Box annotations for photos:
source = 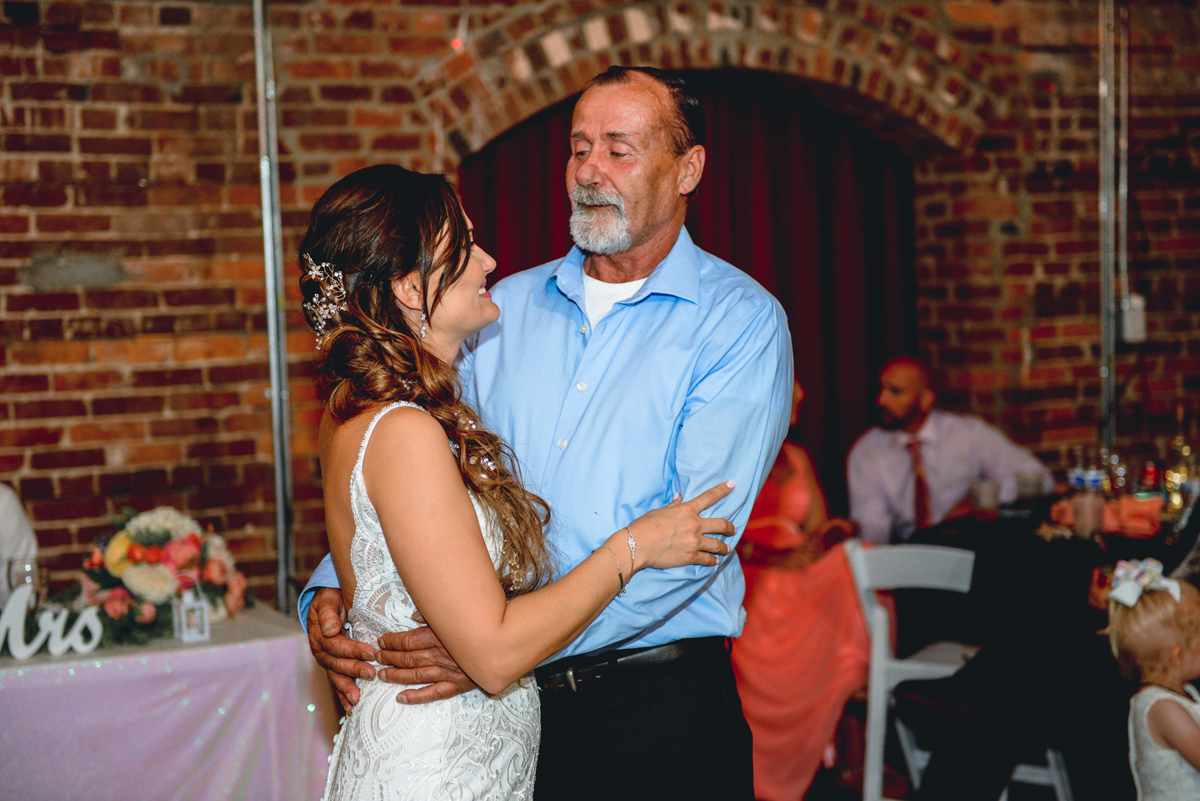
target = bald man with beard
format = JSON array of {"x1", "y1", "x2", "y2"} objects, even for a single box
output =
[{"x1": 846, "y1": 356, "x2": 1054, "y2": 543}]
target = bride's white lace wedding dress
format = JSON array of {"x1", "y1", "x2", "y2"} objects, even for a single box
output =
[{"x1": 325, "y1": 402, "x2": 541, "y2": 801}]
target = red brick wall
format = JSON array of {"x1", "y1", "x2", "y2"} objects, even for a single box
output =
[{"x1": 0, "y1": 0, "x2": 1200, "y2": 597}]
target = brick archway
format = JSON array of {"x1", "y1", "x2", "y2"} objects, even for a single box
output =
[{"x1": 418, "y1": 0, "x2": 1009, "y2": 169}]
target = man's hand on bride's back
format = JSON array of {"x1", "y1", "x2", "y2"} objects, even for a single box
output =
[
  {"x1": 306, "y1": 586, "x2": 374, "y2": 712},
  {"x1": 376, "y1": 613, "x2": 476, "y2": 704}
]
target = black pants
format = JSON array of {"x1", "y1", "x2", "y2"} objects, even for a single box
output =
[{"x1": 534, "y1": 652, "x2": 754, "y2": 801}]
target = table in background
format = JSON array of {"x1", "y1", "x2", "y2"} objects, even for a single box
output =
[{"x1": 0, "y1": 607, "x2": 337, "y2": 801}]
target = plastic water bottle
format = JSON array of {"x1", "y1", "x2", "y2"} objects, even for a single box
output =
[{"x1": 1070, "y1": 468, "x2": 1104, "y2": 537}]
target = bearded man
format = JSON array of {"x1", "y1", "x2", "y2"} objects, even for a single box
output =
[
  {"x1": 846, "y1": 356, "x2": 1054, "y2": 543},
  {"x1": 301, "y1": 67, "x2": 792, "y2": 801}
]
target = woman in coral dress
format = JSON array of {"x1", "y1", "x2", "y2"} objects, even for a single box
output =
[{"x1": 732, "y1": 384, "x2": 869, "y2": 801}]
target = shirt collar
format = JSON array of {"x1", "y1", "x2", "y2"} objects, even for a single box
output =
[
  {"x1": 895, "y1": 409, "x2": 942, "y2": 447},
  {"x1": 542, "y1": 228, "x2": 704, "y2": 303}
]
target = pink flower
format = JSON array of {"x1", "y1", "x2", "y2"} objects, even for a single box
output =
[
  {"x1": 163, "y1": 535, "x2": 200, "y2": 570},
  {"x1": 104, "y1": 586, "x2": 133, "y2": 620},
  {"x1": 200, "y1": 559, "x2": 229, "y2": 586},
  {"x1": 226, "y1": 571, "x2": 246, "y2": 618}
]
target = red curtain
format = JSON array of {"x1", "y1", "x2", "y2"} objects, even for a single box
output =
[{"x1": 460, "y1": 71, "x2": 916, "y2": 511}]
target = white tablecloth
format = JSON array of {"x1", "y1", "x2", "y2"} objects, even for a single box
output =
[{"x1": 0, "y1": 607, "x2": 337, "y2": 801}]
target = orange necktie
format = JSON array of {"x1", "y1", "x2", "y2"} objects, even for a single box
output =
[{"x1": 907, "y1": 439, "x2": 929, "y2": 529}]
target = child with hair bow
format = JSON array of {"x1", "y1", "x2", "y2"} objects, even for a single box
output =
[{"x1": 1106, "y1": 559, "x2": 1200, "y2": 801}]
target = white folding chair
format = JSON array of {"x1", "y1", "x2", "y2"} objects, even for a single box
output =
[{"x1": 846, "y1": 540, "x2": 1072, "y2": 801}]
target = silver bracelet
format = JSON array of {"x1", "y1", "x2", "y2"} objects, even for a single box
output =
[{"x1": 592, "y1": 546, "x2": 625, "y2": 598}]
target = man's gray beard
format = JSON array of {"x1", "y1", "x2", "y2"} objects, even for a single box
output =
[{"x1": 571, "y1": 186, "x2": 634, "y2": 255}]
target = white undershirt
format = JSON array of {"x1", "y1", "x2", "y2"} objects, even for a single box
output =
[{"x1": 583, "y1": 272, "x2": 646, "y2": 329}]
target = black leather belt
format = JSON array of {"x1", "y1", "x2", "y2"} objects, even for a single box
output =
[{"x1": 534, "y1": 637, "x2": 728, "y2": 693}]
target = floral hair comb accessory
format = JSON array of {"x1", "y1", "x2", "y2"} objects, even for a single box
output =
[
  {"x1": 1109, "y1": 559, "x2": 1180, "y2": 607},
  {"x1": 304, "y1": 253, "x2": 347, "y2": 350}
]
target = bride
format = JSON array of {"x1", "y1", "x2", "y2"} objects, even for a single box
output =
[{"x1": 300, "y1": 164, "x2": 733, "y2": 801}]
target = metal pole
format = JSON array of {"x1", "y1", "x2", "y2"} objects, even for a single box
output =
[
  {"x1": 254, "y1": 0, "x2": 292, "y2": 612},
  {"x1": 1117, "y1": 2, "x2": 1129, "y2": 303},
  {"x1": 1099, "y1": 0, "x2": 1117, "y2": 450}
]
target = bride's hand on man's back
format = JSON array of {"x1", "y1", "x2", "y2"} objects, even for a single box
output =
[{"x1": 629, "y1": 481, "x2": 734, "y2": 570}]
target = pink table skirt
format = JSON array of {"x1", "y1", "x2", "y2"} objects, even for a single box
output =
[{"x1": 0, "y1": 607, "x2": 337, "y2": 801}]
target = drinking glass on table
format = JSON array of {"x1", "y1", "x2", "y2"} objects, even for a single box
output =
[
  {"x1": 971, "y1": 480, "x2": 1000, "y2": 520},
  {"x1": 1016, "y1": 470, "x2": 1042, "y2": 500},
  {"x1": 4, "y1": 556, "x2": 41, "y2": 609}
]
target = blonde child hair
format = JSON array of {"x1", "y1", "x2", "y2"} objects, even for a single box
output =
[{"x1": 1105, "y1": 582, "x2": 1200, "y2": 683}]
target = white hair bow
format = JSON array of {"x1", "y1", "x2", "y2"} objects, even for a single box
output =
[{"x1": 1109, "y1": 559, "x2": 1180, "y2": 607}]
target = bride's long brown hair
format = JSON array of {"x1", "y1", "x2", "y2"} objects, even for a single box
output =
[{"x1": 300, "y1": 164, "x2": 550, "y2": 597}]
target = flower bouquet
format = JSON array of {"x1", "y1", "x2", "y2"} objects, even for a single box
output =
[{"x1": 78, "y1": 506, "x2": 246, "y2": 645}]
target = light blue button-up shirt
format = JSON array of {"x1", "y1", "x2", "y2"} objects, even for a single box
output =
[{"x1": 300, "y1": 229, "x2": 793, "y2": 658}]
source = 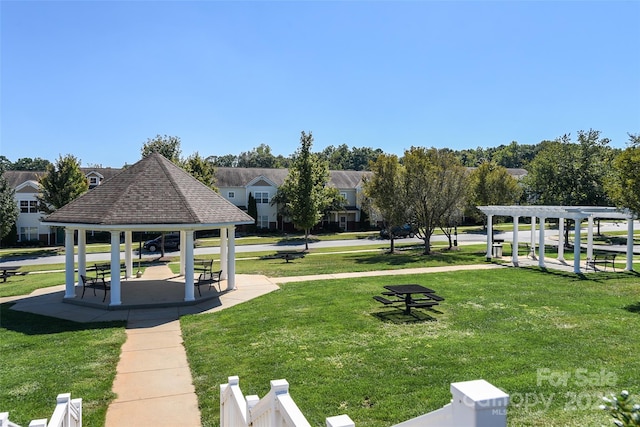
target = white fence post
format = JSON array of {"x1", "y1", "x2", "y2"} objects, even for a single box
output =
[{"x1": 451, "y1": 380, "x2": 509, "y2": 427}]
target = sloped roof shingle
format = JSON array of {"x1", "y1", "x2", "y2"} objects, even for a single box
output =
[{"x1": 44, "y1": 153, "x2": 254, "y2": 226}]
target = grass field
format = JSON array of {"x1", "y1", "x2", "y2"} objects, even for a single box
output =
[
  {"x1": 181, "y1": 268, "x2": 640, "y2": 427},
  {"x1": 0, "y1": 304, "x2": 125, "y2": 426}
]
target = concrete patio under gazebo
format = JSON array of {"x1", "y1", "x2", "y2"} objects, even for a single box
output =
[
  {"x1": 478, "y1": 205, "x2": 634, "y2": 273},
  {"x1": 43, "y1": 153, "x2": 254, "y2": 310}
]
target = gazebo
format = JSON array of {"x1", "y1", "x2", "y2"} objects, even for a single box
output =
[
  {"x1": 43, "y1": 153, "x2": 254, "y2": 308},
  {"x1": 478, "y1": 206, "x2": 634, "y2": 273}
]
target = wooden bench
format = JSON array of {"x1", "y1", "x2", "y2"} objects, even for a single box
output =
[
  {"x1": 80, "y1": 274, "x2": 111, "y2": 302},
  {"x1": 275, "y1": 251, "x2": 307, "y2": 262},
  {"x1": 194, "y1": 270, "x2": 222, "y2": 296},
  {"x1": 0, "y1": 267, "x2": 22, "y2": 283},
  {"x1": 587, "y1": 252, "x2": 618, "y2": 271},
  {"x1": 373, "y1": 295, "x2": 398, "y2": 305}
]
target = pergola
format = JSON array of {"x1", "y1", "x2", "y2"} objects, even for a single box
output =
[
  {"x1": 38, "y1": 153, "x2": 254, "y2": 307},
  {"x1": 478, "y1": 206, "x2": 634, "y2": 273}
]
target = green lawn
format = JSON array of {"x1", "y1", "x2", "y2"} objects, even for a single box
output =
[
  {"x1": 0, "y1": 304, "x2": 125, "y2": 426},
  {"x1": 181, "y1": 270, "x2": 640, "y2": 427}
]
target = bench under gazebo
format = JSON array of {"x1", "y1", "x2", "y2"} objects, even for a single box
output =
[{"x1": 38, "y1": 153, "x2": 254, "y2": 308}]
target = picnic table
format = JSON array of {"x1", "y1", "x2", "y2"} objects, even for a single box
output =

Set exercise
Format the lines of the data from the line containing "target = bench under gazebo" through the last line as a JSON list of strings, one string per line, with blank lines omitted.

Exercise output
[
  "target = bench under gazebo",
  "format = JSON array of {\"x1\", \"y1\", \"x2\", \"y2\"} objects, even for a single box",
  "output =",
  "[{\"x1\": 38, \"y1\": 153, \"x2\": 254, \"y2\": 308}]",
  "target = picnic table",
  "format = JSON array of {\"x1\", \"y1\", \"x2\", \"y2\"} objects, even for a single box",
  "output ="
]